▸ WHAT THIS TASK INVOLVES
With nothing left out, repeat every entry exactly.

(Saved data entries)

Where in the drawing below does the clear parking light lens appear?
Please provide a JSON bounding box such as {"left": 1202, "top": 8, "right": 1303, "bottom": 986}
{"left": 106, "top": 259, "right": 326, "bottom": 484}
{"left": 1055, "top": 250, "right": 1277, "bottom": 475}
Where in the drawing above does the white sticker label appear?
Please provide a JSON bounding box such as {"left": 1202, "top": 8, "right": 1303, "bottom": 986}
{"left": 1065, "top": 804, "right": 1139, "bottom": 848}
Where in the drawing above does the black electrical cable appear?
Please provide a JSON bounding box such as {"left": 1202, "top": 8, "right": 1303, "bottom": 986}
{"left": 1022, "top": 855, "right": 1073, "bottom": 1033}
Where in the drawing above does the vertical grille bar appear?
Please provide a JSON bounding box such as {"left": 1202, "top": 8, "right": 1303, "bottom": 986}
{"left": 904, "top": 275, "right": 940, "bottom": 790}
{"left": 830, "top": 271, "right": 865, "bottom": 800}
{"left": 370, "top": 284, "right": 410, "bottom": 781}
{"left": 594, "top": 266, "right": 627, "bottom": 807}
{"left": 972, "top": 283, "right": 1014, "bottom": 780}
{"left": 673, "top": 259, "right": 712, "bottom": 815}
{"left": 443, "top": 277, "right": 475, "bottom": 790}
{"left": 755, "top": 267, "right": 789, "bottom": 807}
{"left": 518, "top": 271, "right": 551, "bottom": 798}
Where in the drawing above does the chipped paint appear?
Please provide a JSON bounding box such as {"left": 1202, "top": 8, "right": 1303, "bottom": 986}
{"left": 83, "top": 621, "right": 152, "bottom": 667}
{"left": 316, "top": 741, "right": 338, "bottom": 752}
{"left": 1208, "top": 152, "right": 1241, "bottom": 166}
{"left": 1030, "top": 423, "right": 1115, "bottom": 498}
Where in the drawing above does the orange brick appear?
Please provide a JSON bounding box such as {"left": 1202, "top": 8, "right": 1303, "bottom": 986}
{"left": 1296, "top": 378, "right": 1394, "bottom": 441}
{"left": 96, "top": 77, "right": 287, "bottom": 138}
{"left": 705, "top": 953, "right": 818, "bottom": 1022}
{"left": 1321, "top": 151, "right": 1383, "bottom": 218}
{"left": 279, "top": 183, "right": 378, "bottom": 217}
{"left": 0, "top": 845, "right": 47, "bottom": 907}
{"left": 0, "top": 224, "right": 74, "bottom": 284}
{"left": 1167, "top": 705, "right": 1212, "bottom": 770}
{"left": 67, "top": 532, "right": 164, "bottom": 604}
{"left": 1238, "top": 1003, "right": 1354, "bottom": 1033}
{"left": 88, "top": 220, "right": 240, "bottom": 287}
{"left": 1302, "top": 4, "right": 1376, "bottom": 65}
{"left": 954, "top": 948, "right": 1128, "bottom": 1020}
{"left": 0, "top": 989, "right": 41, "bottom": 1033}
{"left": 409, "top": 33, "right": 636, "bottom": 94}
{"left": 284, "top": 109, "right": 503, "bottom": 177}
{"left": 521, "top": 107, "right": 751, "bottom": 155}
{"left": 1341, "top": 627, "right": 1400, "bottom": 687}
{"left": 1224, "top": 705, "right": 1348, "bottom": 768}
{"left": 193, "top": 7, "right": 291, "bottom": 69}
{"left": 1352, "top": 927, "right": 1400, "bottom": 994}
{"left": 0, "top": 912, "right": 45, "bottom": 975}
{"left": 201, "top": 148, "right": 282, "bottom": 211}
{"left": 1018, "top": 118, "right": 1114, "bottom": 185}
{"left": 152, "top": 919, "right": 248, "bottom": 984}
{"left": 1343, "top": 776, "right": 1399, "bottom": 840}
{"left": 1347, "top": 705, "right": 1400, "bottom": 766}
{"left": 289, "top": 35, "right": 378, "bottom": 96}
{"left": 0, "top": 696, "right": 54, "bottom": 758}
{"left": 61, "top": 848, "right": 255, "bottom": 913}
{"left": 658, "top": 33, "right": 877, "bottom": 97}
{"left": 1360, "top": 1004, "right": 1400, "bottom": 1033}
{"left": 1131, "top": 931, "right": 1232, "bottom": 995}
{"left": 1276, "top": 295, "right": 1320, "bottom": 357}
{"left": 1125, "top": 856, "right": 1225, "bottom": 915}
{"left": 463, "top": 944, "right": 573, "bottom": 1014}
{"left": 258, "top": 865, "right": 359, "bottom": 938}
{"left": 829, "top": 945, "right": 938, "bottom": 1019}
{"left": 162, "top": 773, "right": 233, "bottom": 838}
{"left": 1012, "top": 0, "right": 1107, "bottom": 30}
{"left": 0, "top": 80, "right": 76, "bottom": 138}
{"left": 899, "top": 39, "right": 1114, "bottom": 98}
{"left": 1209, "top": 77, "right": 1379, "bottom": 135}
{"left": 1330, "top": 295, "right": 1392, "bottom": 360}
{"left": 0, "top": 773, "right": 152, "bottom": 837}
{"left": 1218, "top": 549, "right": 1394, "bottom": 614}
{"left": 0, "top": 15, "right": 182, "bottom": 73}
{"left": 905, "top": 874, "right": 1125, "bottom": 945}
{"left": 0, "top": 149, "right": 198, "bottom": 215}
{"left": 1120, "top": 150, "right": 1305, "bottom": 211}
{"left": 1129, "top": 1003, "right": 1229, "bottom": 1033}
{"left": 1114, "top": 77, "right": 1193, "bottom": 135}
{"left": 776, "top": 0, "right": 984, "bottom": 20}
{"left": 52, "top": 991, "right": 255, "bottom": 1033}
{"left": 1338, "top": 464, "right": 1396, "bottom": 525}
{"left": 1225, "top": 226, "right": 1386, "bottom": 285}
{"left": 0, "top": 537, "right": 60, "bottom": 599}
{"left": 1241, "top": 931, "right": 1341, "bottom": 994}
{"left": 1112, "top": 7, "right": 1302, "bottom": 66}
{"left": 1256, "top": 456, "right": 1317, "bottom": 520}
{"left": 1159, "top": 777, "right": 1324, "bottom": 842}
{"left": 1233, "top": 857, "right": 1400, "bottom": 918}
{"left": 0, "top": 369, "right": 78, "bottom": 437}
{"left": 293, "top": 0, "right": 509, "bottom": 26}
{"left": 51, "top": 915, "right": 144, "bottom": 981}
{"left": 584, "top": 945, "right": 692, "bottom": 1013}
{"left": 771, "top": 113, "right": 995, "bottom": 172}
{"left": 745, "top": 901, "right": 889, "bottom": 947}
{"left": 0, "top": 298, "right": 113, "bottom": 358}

▸ EXERCISE ANSWER
Where in the drawing below does the clear parking light lens appear?
Please provide a JSON bounding box such as {"left": 1202, "top": 8, "right": 1303, "bottom": 986}
{"left": 106, "top": 259, "right": 326, "bottom": 484}
{"left": 1055, "top": 250, "right": 1277, "bottom": 475}
Where in the drawing above does the white sticker label appear?
Please provide a JSON bounding box such as {"left": 1202, "top": 8, "right": 1303, "bottom": 986}
{"left": 1065, "top": 804, "right": 1139, "bottom": 848}
Where in the drawing above does the black electrical cable appear?
Please provide a JSON bounding box such as {"left": 1202, "top": 8, "right": 1303, "bottom": 986}
{"left": 1022, "top": 855, "right": 1073, "bottom": 1033}
Where in the drawing above does the vertical grille bar appear?
Please provide a JSON bounding box such as {"left": 1202, "top": 8, "right": 1303, "bottom": 986}
{"left": 904, "top": 275, "right": 940, "bottom": 790}
{"left": 830, "top": 271, "right": 865, "bottom": 800}
{"left": 370, "top": 284, "right": 410, "bottom": 781}
{"left": 594, "top": 266, "right": 627, "bottom": 807}
{"left": 972, "top": 283, "right": 1014, "bottom": 780}
{"left": 673, "top": 259, "right": 712, "bottom": 815}
{"left": 443, "top": 277, "right": 475, "bottom": 790}
{"left": 755, "top": 267, "right": 789, "bottom": 807}
{"left": 518, "top": 271, "right": 551, "bottom": 798}
Where in the drawing above does the chipped paint appear?
Please provide a JSON bounding box such as {"left": 1202, "top": 8, "right": 1303, "bottom": 986}
{"left": 83, "top": 621, "right": 152, "bottom": 667}
{"left": 316, "top": 741, "right": 338, "bottom": 752}
{"left": 1208, "top": 152, "right": 1241, "bottom": 166}
{"left": 1030, "top": 423, "right": 1115, "bottom": 498}
Where in the drawing above does the orange brick appear?
Please provide a JSON bounding box such as {"left": 1202, "top": 8, "right": 1303, "bottom": 986}
{"left": 1296, "top": 378, "right": 1394, "bottom": 441}
{"left": 96, "top": 77, "right": 287, "bottom": 138}
{"left": 705, "top": 953, "right": 818, "bottom": 1022}
{"left": 1321, "top": 151, "right": 1383, "bottom": 218}
{"left": 279, "top": 183, "right": 378, "bottom": 217}
{"left": 0, "top": 845, "right": 47, "bottom": 907}
{"left": 0, "top": 224, "right": 74, "bottom": 284}
{"left": 1167, "top": 705, "right": 1212, "bottom": 770}
{"left": 67, "top": 532, "right": 164, "bottom": 604}
{"left": 1238, "top": 1003, "right": 1354, "bottom": 1033}
{"left": 88, "top": 220, "right": 240, "bottom": 287}
{"left": 1302, "top": 4, "right": 1376, "bottom": 65}
{"left": 954, "top": 948, "right": 1128, "bottom": 1020}
{"left": 0, "top": 989, "right": 41, "bottom": 1033}
{"left": 409, "top": 33, "right": 636, "bottom": 94}
{"left": 284, "top": 109, "right": 503, "bottom": 177}
{"left": 521, "top": 107, "right": 751, "bottom": 155}
{"left": 1341, "top": 627, "right": 1400, "bottom": 687}
{"left": 1224, "top": 705, "right": 1348, "bottom": 768}
{"left": 193, "top": 7, "right": 291, "bottom": 69}
{"left": 1352, "top": 927, "right": 1400, "bottom": 994}
{"left": 0, "top": 912, "right": 45, "bottom": 975}
{"left": 201, "top": 148, "right": 282, "bottom": 211}
{"left": 1018, "top": 118, "right": 1114, "bottom": 185}
{"left": 152, "top": 919, "right": 248, "bottom": 984}
{"left": 1343, "top": 776, "right": 1399, "bottom": 840}
{"left": 1347, "top": 705, "right": 1400, "bottom": 766}
{"left": 289, "top": 35, "right": 378, "bottom": 96}
{"left": 0, "top": 696, "right": 54, "bottom": 758}
{"left": 61, "top": 848, "right": 255, "bottom": 913}
{"left": 658, "top": 33, "right": 877, "bottom": 97}
{"left": 1360, "top": 1004, "right": 1400, "bottom": 1033}
{"left": 1131, "top": 931, "right": 1232, "bottom": 995}
{"left": 1276, "top": 295, "right": 1320, "bottom": 357}
{"left": 1125, "top": 856, "right": 1225, "bottom": 915}
{"left": 463, "top": 944, "right": 573, "bottom": 1014}
{"left": 258, "top": 865, "right": 359, "bottom": 938}
{"left": 829, "top": 945, "right": 938, "bottom": 1019}
{"left": 162, "top": 773, "right": 233, "bottom": 838}
{"left": 1012, "top": 0, "right": 1107, "bottom": 30}
{"left": 0, "top": 80, "right": 76, "bottom": 138}
{"left": 899, "top": 39, "right": 1114, "bottom": 98}
{"left": 1209, "top": 77, "right": 1379, "bottom": 135}
{"left": 1330, "top": 295, "right": 1392, "bottom": 360}
{"left": 0, "top": 773, "right": 152, "bottom": 837}
{"left": 1218, "top": 549, "right": 1394, "bottom": 614}
{"left": 0, "top": 15, "right": 182, "bottom": 73}
{"left": 905, "top": 874, "right": 1125, "bottom": 945}
{"left": 0, "top": 149, "right": 198, "bottom": 215}
{"left": 1120, "top": 150, "right": 1305, "bottom": 211}
{"left": 1129, "top": 1003, "right": 1229, "bottom": 1033}
{"left": 1114, "top": 77, "right": 1193, "bottom": 135}
{"left": 776, "top": 0, "right": 984, "bottom": 20}
{"left": 52, "top": 991, "right": 255, "bottom": 1033}
{"left": 1338, "top": 464, "right": 1396, "bottom": 525}
{"left": 1225, "top": 226, "right": 1386, "bottom": 285}
{"left": 0, "top": 537, "right": 60, "bottom": 599}
{"left": 1241, "top": 931, "right": 1341, "bottom": 994}
{"left": 1112, "top": 7, "right": 1302, "bottom": 66}
{"left": 1256, "top": 456, "right": 1317, "bottom": 520}
{"left": 1159, "top": 777, "right": 1324, "bottom": 842}
{"left": 1233, "top": 857, "right": 1400, "bottom": 918}
{"left": 0, "top": 369, "right": 78, "bottom": 437}
{"left": 293, "top": 0, "right": 509, "bottom": 26}
{"left": 51, "top": 915, "right": 144, "bottom": 981}
{"left": 584, "top": 945, "right": 692, "bottom": 1013}
{"left": 771, "top": 113, "right": 995, "bottom": 172}
{"left": 745, "top": 901, "right": 889, "bottom": 947}
{"left": 0, "top": 298, "right": 113, "bottom": 358}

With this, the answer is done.